Information: Begin

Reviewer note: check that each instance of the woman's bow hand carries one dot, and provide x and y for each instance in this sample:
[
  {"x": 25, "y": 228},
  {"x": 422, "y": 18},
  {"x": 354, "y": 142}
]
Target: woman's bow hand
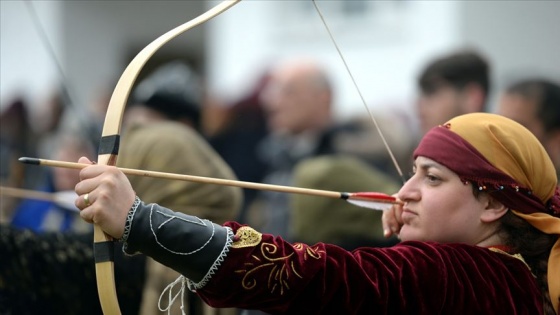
[{"x": 104, "y": 197}]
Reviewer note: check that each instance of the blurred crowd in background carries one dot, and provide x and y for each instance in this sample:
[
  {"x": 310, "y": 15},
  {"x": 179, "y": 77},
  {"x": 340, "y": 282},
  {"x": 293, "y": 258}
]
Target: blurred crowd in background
[{"x": 283, "y": 131}]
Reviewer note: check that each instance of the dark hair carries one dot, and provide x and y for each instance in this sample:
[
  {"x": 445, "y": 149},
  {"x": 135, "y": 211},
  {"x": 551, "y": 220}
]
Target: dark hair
[
  {"x": 546, "y": 95},
  {"x": 457, "y": 70},
  {"x": 533, "y": 245}
]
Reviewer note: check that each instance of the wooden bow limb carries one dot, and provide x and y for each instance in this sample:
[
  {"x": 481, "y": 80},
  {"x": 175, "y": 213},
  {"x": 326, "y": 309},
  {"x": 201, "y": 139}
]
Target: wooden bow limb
[
  {"x": 372, "y": 200},
  {"x": 109, "y": 147}
]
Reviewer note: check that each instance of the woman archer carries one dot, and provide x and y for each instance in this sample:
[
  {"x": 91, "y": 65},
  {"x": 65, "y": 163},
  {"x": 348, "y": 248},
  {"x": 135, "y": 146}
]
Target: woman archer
[{"x": 479, "y": 226}]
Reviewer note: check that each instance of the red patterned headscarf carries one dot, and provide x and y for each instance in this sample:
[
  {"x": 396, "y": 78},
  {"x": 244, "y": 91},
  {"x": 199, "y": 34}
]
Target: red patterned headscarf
[{"x": 506, "y": 160}]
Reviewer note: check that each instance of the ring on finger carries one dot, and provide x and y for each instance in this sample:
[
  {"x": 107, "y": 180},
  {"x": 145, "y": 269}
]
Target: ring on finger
[{"x": 86, "y": 199}]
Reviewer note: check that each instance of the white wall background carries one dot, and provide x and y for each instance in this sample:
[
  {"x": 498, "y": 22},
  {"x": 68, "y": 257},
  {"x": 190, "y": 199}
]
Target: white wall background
[{"x": 385, "y": 46}]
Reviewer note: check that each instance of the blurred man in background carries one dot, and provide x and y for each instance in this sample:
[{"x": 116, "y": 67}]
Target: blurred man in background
[
  {"x": 535, "y": 103},
  {"x": 451, "y": 85}
]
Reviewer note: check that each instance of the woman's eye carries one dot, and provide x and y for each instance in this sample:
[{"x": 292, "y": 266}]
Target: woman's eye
[{"x": 432, "y": 178}]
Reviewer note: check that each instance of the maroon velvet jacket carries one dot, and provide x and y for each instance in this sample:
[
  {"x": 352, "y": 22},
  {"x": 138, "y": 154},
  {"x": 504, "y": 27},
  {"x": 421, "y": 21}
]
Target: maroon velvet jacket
[{"x": 270, "y": 274}]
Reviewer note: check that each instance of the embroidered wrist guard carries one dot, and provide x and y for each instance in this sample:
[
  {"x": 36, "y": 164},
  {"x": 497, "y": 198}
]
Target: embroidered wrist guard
[{"x": 192, "y": 246}]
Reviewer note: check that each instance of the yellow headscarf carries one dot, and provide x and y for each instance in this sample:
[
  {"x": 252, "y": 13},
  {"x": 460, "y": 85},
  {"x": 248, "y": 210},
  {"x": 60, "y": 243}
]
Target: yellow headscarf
[{"x": 504, "y": 158}]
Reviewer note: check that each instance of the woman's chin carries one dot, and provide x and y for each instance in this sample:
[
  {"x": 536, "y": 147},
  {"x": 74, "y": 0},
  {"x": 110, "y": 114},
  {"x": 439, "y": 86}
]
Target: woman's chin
[{"x": 408, "y": 234}]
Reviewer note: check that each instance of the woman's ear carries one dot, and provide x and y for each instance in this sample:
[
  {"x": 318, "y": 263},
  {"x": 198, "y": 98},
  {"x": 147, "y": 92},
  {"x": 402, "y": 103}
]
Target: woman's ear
[{"x": 493, "y": 211}]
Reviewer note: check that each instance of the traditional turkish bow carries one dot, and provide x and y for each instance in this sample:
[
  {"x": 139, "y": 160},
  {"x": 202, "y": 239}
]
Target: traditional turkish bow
[{"x": 109, "y": 147}]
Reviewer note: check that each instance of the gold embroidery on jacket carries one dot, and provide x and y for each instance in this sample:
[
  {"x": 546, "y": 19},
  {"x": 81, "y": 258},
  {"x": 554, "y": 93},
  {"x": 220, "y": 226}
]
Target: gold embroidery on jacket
[
  {"x": 517, "y": 256},
  {"x": 279, "y": 268},
  {"x": 247, "y": 237}
]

Information: End

Please print all the entries exactly as written, but drop the pictures.

#### Your solution
Reviewer note: check that each instance of the woman's bow hand carries one dot, and provide x and y for each instance in this sample:
[
  {"x": 25, "y": 228},
  {"x": 422, "y": 18},
  {"x": 354, "y": 142}
]
Target: woman's bow hand
[{"x": 104, "y": 197}]
Reviewer note: check that each instance of the blurred crowd in background carries one dot, and provide x and y for each instance in this sample:
[
  {"x": 310, "y": 15},
  {"x": 179, "y": 77},
  {"x": 340, "y": 282},
  {"x": 293, "y": 258}
]
Target: blurred crowd in background
[{"x": 283, "y": 131}]
Reviewer note: check that each instance of the dark hair carries one dot, and provide x and y for each instance in this sample:
[
  {"x": 445, "y": 149},
  {"x": 135, "y": 211},
  {"x": 551, "y": 220}
]
Target: dark hair
[
  {"x": 546, "y": 95},
  {"x": 457, "y": 70},
  {"x": 533, "y": 245}
]
Reviewer note: check that each instance of the wooden bow limb carries one dot, and provide x and y for each instance in this sample:
[
  {"x": 481, "y": 80},
  {"x": 175, "y": 213},
  {"x": 326, "y": 309},
  {"x": 201, "y": 139}
]
Target: wooden bow limb
[
  {"x": 372, "y": 200},
  {"x": 109, "y": 147}
]
Reviewer note: check that each instance of the woman archer carries one dot, and provide x and y for each instance in this sample:
[
  {"x": 91, "y": 65},
  {"x": 65, "y": 163},
  {"x": 348, "y": 248},
  {"x": 135, "y": 146}
]
Target: woman archer
[{"x": 479, "y": 226}]
Reviewer note: check that each instance of the red patterned headscarf carries one dot, and provide x and y for each instance in this sample:
[
  {"x": 396, "y": 78},
  {"x": 244, "y": 91},
  {"x": 199, "y": 34}
]
Target: red patterned headscarf
[{"x": 506, "y": 160}]
Reviewer note: check that each instance of the ring on finger carries one dot, and provide x and y for each instance in this sample:
[
  {"x": 107, "y": 180},
  {"x": 145, "y": 269}
]
Target: ring on finger
[{"x": 86, "y": 199}]
Reviewer note: check that each instance of the white wall background carries one dot, and provide x and y for each instance in this sample:
[
  {"x": 498, "y": 22},
  {"x": 68, "y": 257},
  {"x": 190, "y": 199}
]
Target: white wall background
[{"x": 385, "y": 46}]
Reviewer note: check that each instance of the blurred man in background carries one dot, and provide x and y for each instance in this sample:
[{"x": 116, "y": 67}]
Target: blurred man in background
[
  {"x": 535, "y": 103},
  {"x": 451, "y": 85}
]
Reviewer note: check that each instance of the woman's eye carries one dot, and provide x and y for each instance in this sample:
[{"x": 292, "y": 266}]
Target: woman's eye
[{"x": 432, "y": 178}]
Reviewer note: check that each instance of the maroon velvet jacket carries one dot, and provide x and y for each instance in this sample:
[
  {"x": 352, "y": 22},
  {"x": 138, "y": 154},
  {"x": 504, "y": 27},
  {"x": 421, "y": 21}
]
Target: maroon velvet jacket
[{"x": 270, "y": 274}]
Reviewer note: check that each instance of the embroidered wrist guard carries one dot, and provide x and y for each instance in this sample:
[
  {"x": 36, "y": 164},
  {"x": 497, "y": 198}
]
Target: embroidered wrist guard
[{"x": 192, "y": 246}]
Reviewer note: check that each instance of the yellow headscarf carries one dot, and provide x and y for each instance in this sample:
[
  {"x": 252, "y": 13},
  {"x": 460, "y": 85},
  {"x": 248, "y": 210},
  {"x": 60, "y": 243}
]
Target: yellow headscarf
[{"x": 504, "y": 158}]
Reviewer note: check that each instance of the woman's chin carries one dot, and provide x and y for each instance in this sample:
[
  {"x": 536, "y": 147},
  {"x": 74, "y": 0},
  {"x": 110, "y": 114},
  {"x": 439, "y": 86}
]
Target: woman's chin
[{"x": 408, "y": 234}]
Reviewer note: check that each instance of the woman's ear carries one dot, and provide x and y for each instance in this sample:
[
  {"x": 318, "y": 263},
  {"x": 198, "y": 98},
  {"x": 147, "y": 92},
  {"x": 402, "y": 103}
]
Target: woman's ear
[{"x": 493, "y": 211}]
Reviewer note: check that each instance of the traditional turkish bow carries one dot, and provide x and y for each instance in this sample:
[
  {"x": 139, "y": 160},
  {"x": 202, "y": 239}
]
Target: traditional turkish bow
[{"x": 109, "y": 147}]
Reviewer note: check that each instance of the gold embroidery on jacket carries one dot, and provide x and y for each instance in this sample:
[
  {"x": 546, "y": 19},
  {"x": 81, "y": 258},
  {"x": 554, "y": 93},
  {"x": 220, "y": 226}
]
Target: gold embroidery on jacket
[
  {"x": 517, "y": 256},
  {"x": 279, "y": 268},
  {"x": 247, "y": 237}
]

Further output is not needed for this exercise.